++++ 抜粋文

大統領に指揮権を持たせ、議会が大統領を制し、それでも、ポピュリズムで暴走する政府の反抗する機会を保証するために、銃所持の自由がアメリカにはある。そこまで、アメリカは、最悪の場合を考えているが、日本人はまったく、国家の構造を考えていない。

 


 

 軍隊の内部にマルクス主義が広まったら同じではないか。軍隊が危険なものになるに変わりがない。加藤陽子の説明は意味不明なのだ。

 


 

 加藤陽子と別な説が存在する。

 

 政府すなわち、陸軍大臣、海軍大臣に指揮権があると、万が一、社会主義政党が議会の多数を占めて、その議会の推す陸軍大臣、海軍大臣が軍を指揮して、軍隊を動かして、元老を排除する事を恐れた。

 


 

 もうひとつの説は、ドイツは1870年にフランスと戦争して勝利。その時のドイツ陸軍参謀のモルトケの直弟子メッケルが日本に来て、明治18年から三年間、陸軍軍制に助言。その時、政治家に軍隊の指揮権を与えると、見当違いな指揮をして、参謀と意見が対立するという理由で、統帥権独立を提唱。

 


 

 後に、これが、日本政府、陸軍大臣、海軍大臣が強硬に陸軍、海軍の動きを戒める事ができず、また、陸軍は海軍の事を知らず、海軍は陸軍の事を知らない。統括総指揮官がどこにもいない、という一大欠陥につながった。現在は、首相。当時は首相に命令権限はなかった。

 


 

 創氏改名

 


 

 1910年から1936年まで、26年間は、むしろ日本は、朝鮮の人々が、中国人向けに、日本名を名乗る事を禁じた。

 


 

 朝鮮人の中に、現在の韓国人にも日本人にも、ジェームス何とかとか、ミッキーなんとかとなのりたがる洒落者がいるように、当時、朝鮮の人々に中国人と相対する時に日本名を名乗るほうが格好がつくからと、日本名を名乗りたがるものがいた事も事実だったが、日本はこれを禁止していた。

 


 

 1937年には、新生児にかぎり、日本名を名乗りたければそれでもよい、と禁止をゆるめた。

 


 

 1939年になってはじめて本格的に「創氏改名」が現実味を帯びて論議され、1940年になってこの制度が導入されるのだが、ここには、次のような事情がからむ。

 


 

 日本人もまた、アメリカかぶれで、アメリカ人風の芸名を名乗りたがる風潮があるように、高麗時代はモンゴルにかぶれ、李氏朝鮮時代は、支那にかぶれた韓国人は、日本併合後は、少なからず日本かぶれして、日本名を名乗りたがるお調子者は、一部ではあったが現れた。これを日本は日本で、日本人にも、謙虚な心を持する人間もいれば、頭に乗る傲慢不遜な人物もいるわけで、「大和大愛の発露にて、半島人の要望をいれる」などと、まったく、とんでもない上から目線で、創氏改名を導入することになった。

 


 

 日本かぶれした一部のお調子者の朝鮮人と傲慢不遜の身の程知らずの一部日本人の合作が、「創氏改名」という奇妙な政策だった。

 


 

 これは、少なくとも、併合後、30年目にして施行された、非強制の制度であり、当時の新聞は、口すっぱく、くれぐれも、強制ではないから思い違いするな、と見出しをつけて記事になっていた。


 また、当時の文学雑誌には、何人もの、朝鮮名の作家が名前を連ねて、登場しているのだが、戦後、これを勘違いして、強制されたというようになった。

++++++++

**課題の目標:** 抜粋文の「日本かぶれした一部のお調子者」から「しをつけて記事になっていた。」までを、「新聞」を「報道」に置き換えて書き直してください。 一覧は抜粋文とは別個の資料です。

++++ 元データ

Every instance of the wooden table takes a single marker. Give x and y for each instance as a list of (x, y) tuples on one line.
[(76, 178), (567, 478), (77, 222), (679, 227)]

++++++++

**本課題の結果:**
日本かぶれした一部のお調子者の朝鮮人と傲慢不遜の身の程知らずの一部日本人の合作が、「創氏改名」という奇妙な政策だった。

 


 

 これは、少なくとも、併合後、30年目にして施行された、非強制の制度であり、当時の報道は、口すっぱく、くれぐれも、強制ではないから思い違いするな、と見出しをつけて記事になっていた。